Exercise goal: Quote the text on GREENmailing below in full, word for word.

Document excerpt:
------

Below is a chart that shows how large a position GREENmailers would need to gain controlling interest in specific corporations based on closing share prices of 3/05/09, priced in US dollars.
A quick look at potential targets:
| Company | 51% Market Cap | Per 100k Investors | Per 1 million | With 2 to 1 leverage |
| Monsanto | 20 billion | 200,000 | 20,000 | 10,000 |
| KBR | 1.92 billion | 19,200 | 1,920 | 960 |
| Merck | 23.96 billion | 244,392 | 24,439 | 12,220 |
| GM | 451.47 million | 4,515 | 451.50 | 225.75 |
| Goldman Sachs | 17.814 billion | 178,140 | 17,814 | 8,907 |
| American Airlines | 362.83 million | 3,628 | 362.80 | 181.40 |
| Boeing | 10.71 billion | 107,100 | 10,710 | 5,355 |
| Alcoa | 2.137 billion | 21,269 | 2,127 | 1,063.50 |
GREENmailing companies under TARP
How about controlling failing banks that are already supported by your tax dollars? Where the government has been ineffective at providing accountability and transparency due the United States taxpayer that is supporting these institutions, GREENmail provides a strategy that bypasses ineffective and compromised third party (in this case gov’t) representation.

------

(Segmentation mask data)
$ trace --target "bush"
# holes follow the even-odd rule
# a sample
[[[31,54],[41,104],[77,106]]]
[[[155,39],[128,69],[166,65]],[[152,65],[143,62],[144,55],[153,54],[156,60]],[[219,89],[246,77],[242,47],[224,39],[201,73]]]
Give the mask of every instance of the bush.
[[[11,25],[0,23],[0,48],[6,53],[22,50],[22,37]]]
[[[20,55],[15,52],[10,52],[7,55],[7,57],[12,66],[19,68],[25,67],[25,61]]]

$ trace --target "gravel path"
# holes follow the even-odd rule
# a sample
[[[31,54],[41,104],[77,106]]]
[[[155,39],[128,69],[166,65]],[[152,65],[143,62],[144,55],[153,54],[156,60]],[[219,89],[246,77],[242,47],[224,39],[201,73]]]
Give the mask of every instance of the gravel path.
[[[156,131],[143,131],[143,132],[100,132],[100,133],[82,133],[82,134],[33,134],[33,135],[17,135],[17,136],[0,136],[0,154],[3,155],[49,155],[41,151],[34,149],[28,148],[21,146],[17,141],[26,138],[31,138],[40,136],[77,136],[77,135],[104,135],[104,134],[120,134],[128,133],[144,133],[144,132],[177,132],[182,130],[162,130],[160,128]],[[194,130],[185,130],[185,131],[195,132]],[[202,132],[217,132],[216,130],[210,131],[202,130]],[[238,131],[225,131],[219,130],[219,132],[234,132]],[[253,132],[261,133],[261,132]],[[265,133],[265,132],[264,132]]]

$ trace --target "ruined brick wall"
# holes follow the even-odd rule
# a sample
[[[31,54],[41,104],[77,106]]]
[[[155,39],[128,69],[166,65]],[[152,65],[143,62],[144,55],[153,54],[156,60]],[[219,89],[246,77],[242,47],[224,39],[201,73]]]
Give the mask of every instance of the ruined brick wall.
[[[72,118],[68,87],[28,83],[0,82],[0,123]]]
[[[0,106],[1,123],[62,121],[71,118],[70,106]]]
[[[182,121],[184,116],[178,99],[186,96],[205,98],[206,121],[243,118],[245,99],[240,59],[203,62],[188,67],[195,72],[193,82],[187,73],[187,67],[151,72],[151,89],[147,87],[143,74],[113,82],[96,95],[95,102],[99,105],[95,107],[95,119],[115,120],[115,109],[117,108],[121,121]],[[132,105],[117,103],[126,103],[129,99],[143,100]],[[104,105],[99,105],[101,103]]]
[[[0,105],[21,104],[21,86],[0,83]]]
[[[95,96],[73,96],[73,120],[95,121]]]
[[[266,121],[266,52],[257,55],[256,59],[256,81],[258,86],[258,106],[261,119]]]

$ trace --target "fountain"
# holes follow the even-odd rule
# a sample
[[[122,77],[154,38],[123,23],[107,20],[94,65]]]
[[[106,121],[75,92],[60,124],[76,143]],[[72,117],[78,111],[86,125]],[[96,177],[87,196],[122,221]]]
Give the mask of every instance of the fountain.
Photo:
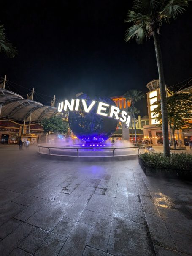
[[[92,99],[81,94],[76,100],[71,100],[70,104],[68,101],[65,102],[59,105],[59,111],[62,111],[63,106],[66,110],[68,105],[69,125],[79,141],[37,145],[41,155],[91,160],[122,160],[138,155],[139,148],[130,142],[112,143],[110,141],[119,120],[129,122],[126,111],[122,111],[124,113],[122,112],[120,116],[119,109],[110,98],[97,96]]]

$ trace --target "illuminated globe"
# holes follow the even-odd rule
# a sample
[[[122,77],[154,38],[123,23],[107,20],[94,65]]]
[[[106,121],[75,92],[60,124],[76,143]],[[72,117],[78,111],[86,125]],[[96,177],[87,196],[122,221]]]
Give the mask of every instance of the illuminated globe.
[[[90,99],[82,94],[77,99],[86,99],[87,106],[92,100],[97,101],[89,113],[85,112],[80,102],[78,111],[69,111],[69,125],[73,133],[83,141],[97,143],[102,142],[111,137],[116,130],[118,121],[97,114],[98,102],[116,106],[114,102],[107,97],[95,97]]]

------

Solution to this problem:
Below is a chart that shows how large a position GREENmailers would need to gain controlling interest in specific corporations based on closing share prices of 3/05/09, priced in US dollars.
A quick look at potential targets:
| Company | 51% Market Cap | Per 100k Investors | Per 1 million | With 2 to 1 leverage |
| Monsanto | 20 billion | 200,000 | 20,000 | 10,000 |
| KBR | 1.92 billion | 19,200 | 1,920 | 960 |
| Merck | 23.96 billion | 244,392 | 24,439 | 12,220 |
| GM | 451.47 million | 4,515 | 451.50 | 225.75 |
| Goldman Sachs | 17.814 billion | 178,140 | 17,814 | 8,907 |
| American Airlines | 362.83 million | 3,628 | 362.80 | 181.40 |
| Boeing | 10.71 billion | 107,100 | 10,710 | 5,355 |
| Alcoa | 2.137 billion | 21,269 | 2,127 | 1,063.50 |
GREENmailing companies under TARP
How about controlling failing banks that are already supported by your tax dollars? Where the government has been ineffective at providing accountability and transparency due the United States taxpayer that is supporting these institutions, GREENmail provides a strategy that bypasses ineffective and compromised third party (in this case gov’t) representation.